What needs to be done> When you restate the data, keep every word as it is and drop the images.

*** Block opens ***

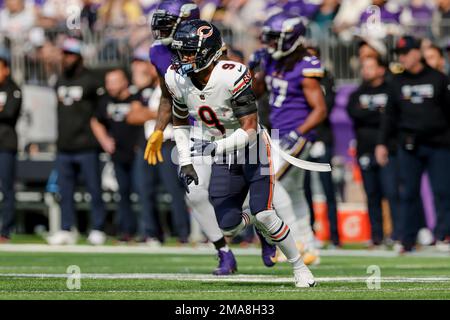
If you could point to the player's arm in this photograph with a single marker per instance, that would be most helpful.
(139, 114)
(101, 134)
(181, 132)
(316, 100)
(258, 83)
(153, 149)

*** Block closes ***

Written reply>
If you could point to the player's arm in this photograph with a single marker per instance, that would be most helpful.
(139, 114)
(101, 134)
(181, 132)
(316, 100)
(258, 83)
(153, 149)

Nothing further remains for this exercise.